■ **TASK BRIEF**
Copy out in full each line below that contains the word "white". Only matches in the same case count.

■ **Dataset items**
+++

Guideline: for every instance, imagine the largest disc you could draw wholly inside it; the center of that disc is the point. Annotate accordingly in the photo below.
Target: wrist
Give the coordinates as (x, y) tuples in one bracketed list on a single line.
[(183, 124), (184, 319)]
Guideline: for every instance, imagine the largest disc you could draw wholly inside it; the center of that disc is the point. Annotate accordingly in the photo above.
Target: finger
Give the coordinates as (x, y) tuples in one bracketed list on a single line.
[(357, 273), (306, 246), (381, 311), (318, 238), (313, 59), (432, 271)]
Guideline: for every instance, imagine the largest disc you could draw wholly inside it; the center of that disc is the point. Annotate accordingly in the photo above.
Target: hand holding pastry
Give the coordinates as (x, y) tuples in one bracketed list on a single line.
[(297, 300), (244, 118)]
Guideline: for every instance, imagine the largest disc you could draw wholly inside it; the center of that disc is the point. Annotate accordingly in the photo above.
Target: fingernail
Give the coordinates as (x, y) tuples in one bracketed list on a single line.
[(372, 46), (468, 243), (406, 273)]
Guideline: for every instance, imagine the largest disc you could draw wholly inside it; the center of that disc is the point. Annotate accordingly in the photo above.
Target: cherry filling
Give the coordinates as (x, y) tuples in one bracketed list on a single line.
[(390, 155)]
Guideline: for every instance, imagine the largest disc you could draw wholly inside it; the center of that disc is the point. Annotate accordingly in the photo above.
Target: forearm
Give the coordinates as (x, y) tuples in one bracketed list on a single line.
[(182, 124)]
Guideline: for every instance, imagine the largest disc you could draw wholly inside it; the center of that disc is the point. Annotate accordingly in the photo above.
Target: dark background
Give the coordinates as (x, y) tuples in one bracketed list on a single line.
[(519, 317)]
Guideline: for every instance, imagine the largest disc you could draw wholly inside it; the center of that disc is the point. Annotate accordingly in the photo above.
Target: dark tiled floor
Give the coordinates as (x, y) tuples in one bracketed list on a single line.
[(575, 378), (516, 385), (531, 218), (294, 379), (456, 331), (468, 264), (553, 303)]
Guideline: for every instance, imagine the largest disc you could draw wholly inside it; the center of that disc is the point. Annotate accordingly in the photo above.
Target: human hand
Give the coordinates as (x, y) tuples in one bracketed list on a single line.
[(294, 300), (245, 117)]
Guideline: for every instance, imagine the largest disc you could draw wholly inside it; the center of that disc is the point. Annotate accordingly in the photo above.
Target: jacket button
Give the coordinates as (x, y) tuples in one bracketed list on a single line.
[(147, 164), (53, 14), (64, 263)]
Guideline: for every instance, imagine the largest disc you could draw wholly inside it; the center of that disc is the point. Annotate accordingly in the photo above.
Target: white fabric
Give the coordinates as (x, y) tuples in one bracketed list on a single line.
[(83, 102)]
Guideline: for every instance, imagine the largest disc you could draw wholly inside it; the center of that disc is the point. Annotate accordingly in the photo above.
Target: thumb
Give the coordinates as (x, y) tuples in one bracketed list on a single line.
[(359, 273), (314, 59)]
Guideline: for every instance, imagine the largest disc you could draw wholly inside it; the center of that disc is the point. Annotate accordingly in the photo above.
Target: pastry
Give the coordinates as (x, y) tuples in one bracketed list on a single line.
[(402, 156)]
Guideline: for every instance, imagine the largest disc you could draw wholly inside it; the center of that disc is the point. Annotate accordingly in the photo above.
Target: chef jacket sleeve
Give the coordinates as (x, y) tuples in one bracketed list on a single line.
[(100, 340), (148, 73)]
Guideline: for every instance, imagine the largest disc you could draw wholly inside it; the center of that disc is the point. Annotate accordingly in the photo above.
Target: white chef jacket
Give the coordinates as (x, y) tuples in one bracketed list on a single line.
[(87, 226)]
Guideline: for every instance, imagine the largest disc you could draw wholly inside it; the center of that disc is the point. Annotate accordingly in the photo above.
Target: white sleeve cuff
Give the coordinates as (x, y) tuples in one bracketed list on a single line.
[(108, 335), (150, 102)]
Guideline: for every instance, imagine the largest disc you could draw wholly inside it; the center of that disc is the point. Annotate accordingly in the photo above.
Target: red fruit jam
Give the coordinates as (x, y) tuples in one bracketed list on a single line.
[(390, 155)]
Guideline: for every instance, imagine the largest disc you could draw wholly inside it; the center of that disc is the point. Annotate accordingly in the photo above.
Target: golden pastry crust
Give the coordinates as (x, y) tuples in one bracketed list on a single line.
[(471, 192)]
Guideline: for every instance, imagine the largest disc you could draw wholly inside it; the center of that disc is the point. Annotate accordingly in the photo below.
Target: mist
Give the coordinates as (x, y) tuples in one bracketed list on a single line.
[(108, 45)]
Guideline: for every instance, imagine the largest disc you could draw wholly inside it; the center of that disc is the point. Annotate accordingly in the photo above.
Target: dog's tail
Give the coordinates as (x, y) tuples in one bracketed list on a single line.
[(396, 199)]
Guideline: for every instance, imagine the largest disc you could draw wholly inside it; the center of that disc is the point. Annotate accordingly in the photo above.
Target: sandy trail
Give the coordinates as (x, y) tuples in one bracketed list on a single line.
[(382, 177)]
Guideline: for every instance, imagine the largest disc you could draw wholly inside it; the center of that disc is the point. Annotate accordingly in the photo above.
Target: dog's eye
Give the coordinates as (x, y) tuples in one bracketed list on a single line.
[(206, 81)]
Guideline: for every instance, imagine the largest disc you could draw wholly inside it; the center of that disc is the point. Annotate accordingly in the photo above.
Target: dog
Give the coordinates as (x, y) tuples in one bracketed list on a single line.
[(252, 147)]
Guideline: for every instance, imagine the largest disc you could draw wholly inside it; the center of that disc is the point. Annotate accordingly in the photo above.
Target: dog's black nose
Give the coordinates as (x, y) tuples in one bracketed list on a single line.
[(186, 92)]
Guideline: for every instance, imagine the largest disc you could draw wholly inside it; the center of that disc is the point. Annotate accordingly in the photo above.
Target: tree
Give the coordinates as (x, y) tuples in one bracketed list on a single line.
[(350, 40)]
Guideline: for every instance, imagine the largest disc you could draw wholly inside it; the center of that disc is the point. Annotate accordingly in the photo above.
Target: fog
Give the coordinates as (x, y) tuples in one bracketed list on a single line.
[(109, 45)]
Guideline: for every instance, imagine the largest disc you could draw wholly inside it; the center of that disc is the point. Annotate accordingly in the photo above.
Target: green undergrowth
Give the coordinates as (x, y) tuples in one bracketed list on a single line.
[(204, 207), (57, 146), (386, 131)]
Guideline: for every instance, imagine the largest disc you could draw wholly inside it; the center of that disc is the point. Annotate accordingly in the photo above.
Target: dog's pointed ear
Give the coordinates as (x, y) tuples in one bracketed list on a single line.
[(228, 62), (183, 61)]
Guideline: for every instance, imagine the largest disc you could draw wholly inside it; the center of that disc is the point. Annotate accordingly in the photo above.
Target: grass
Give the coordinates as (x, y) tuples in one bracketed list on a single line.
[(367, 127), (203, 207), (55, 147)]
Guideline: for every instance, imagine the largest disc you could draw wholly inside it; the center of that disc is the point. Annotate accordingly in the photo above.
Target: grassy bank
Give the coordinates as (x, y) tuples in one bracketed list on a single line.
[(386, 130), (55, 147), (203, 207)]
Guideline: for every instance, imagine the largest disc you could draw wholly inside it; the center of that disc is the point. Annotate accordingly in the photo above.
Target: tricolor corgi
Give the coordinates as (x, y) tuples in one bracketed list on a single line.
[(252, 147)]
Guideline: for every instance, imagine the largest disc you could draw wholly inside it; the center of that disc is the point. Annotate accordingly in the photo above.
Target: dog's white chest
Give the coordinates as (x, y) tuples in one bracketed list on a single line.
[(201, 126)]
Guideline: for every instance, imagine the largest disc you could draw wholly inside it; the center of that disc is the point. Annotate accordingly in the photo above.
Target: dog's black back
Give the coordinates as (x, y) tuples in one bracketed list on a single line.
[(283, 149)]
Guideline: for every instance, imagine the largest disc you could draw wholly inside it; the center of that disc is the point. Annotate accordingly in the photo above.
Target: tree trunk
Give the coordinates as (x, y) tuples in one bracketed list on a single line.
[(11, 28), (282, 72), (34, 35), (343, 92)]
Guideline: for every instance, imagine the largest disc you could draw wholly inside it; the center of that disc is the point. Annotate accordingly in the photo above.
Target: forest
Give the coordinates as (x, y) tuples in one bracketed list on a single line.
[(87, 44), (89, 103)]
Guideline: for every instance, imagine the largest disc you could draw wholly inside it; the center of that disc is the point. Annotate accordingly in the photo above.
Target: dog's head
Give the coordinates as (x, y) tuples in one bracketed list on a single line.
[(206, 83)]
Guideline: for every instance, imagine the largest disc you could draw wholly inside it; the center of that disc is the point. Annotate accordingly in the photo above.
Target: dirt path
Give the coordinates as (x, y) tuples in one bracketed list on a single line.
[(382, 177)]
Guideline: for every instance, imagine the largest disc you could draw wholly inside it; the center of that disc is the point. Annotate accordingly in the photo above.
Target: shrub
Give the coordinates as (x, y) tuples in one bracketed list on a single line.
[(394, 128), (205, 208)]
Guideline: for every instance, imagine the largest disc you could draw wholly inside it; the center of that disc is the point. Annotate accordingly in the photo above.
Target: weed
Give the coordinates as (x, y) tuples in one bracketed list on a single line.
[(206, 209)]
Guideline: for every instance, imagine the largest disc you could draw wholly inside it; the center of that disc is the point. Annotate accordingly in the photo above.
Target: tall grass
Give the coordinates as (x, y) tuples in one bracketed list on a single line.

+++

■ **OUTPUT FOR THIS EXERCISE**
Target: white fabric
Target: white chef jacket
Target: white sleeve cuff
Target: dog's white chest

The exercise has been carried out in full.